═════ 제시 글

오늘의 할일

CodeSeries로 Lambda Container이미지 자동배포해보기

CloudFormation으로 자동화하기

ECR 생성

ECR 생성 권한 연결

계정 MLops가 ECR Private Repository를 생성할 수 있도록 새로운 정책을 연결해준다.
{
    "Version": "2012-10-17",
    "Statement": [
        {
            "Effect": "Allow",
            "Action": [
                "ecr:CreateRepository",
                "ecr:ReplicateImage"
            ],
            "Resource": "*"
        }
    ]
}
ECR 프라이빗으로 생성

ECR에 이미지 업로드

ECR에 push했으나 이미지가 보이지 않는다.

권한에서 오류가 있는 것 같다.

MLops계정에 AmazonEC2ContainerRegistryPowerUser권한을 부여한다.

보인다!

Lambda함수 생성

현재 MLops에서 Lambda를 생성할 때에 ECR image에 접근할 수 없다.

https://docs.aws.amazon.com/lambda/latest/dg/gettingstarted-images.html
{
"Version": "2012-10-17",
"Statement": [
  {
  "Sid": "VisualEditor0",
  "Effect": "Allow",
  "Action": ["ecr:SetRepositoryPolicy","ecr:GetRepositoryPolicy"],
  "Resource": "arn:aws:ecr:<region>:<account>:repository/<repo name>/"
  }
]
}     
다음과 같은 권한이 필요하다고 한다.

현재 권한에는 GetRepositoryPolicy만 존재함을 볼 수 있다.

SetRepositoryPolicy를 넣어준다.

위에 예시에는 Resource가 정의되어 있지만, 이후 람다를 생성할때 저 권한이 필요했다.
그래서 *로 바꿔줘야 한다.

기존 역할에 추가로 넣어줬다.

람다를 생성할 수 있었다.

현재는 어제 실습했던 5:35PM이 출력된다. 이후 CodeBuild를 테스트할때 수정한다.

람다 구성

제한시간을 1분이상으로 늘려줘야 한다.

CodeCommit 생성

어제 작성했던 buildspec.yaml파일까지 업로드해준다.

CodeBuild

프로젝트 생성

에러

Codebuild를 위한 역할이 너무 많은 서비스를 신뢰한다고 한다.

1개만 존재해야한다.

현재 기본 Codebuild와의 신뢰관계 외에도 Lambda생성을 위해 Lambda와의 신뢰관계를 넣어줬었다.

현재 신뢰관계
{
	"Version": "2012-10-17",
	"Statement": [
		{
			"Effect": "Allow",
			"Principal": {
				"Service": "codebuild.amazonaws.com"
			},
			"Action": "sts:AssumeRole"
		},
		{
			"Effect": "Allow",
			"Principal": {
				"Service": "lambda.amazonaws.com"
			},
			"Action": "sts:AssumeRole"
		}
	]
}
여기서 lambda신뢰관계를 제거해준다.

생성되었다.

빌드 시작

에러 발생, buildspec.yaml에서 새로만든 lambda함수의 이름을 바꿔주지 않아서, 이미지를 Deploy할 lambdafunction을 찾을 수 없는 것이다.

Buildspec.yaml과 내용을 조금 수정해 빌드를 수행했다.

ImageProcessing 생성

위에서 자동화까지는 아니지만, CodeCommit을 통해 Lambda Container Image Deploy까지 진행시켰다.

이제 S3를 생성하고, ImageProcessing코드를 담아 Lambda를 Deploy한 후 CloudWatch 로그그룹에서 로그를 확인한다.

마찬가지로 TextProcessing도 작업해준다.

══════════

▸ 작업 지시:
#1 제시 글에 따르면 람다 구성에서 제한시간을 얼마로 늘려야 합니까?
#2 다음 진술 (a), (b), (c)가 제시 글의 내용과 일치하는지 각각 예 또는 아니요로 답하고, 판단 근거가 되는 글의 문장을 그대로 인용하십시오.
(a) MLops 계정에 AmazonEC2ContainerRegistryPowerUser 권한을 부여하자 ECR에 올린 이미지가 보였다.
(b) CodeBuild 프로젝트 생성 오류를 해결하려고 역할에서 codebuild 신뢰관계를 제거했다.
(c) 권한을 수정하기 전에는 SetRepositoryPolicy만 존재했다.
#3 제시 글에서 "위에 예시에는 Resource가 정의되어 있지만"으로 시작하는 단락을 핵심 내용은 유지하되 더 짧게 줄여 쓰십시오.

═════ 원본 데이터

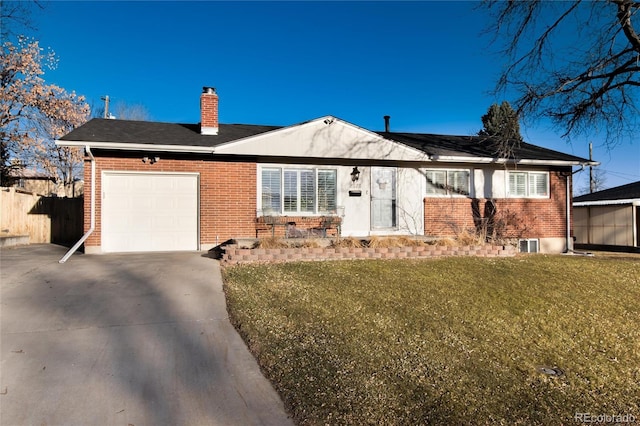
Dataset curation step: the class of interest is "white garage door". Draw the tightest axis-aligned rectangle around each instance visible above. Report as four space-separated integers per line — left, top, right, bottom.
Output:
102 172 198 252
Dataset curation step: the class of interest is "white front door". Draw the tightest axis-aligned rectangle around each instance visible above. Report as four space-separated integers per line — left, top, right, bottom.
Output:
102 172 198 252
371 167 398 230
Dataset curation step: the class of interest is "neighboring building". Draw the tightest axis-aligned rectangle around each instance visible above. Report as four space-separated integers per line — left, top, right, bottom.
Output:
573 181 640 251
9 168 84 198
9 168 58 196
57 88 597 253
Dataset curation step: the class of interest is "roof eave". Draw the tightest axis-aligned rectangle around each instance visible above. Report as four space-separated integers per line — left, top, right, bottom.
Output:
56 140 215 154
573 198 640 207
430 154 600 166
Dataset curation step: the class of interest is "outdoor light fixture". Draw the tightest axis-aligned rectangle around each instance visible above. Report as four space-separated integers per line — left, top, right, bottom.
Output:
351 166 360 182
142 156 160 164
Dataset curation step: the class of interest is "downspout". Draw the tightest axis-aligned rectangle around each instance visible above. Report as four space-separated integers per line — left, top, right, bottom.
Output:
564 173 573 253
58 145 96 263
564 164 584 253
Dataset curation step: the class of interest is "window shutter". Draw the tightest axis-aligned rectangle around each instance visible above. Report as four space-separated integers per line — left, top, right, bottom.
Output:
509 173 527 197
284 170 298 212
262 169 281 213
318 170 337 213
529 173 549 197
300 170 316 212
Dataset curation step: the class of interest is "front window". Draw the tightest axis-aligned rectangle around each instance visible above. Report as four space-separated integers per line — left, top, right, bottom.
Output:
425 170 470 196
509 172 549 198
261 167 338 214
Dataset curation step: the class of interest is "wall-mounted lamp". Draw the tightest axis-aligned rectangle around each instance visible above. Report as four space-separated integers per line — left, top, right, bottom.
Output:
351 166 360 182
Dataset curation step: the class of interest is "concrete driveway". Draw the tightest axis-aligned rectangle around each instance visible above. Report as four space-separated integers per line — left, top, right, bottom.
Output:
0 245 292 426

══════════

▸ 정답:
#1 제한시간을 1분 이상으로 늘려야 합니다.

#2
(a) 예. "MLops계정에 AmazonEC2ContainerRegistryPowerUser권한을 부여한다." 다음에 "보인다!"라고 적혀 있습니다.
(b) 아니요. "여기서 lambda신뢰관계를 제거해준다."
(c) 아니요. "현재 권한에는 GetRepositoryPolicy만 존재함을 볼 수 있다."

#3 예시에서는 Resource가 지정되어 있지만 이후 람다를 생성할 때 해당 권한이 필요했으므로, Resource를 *로 바꿔야 한다.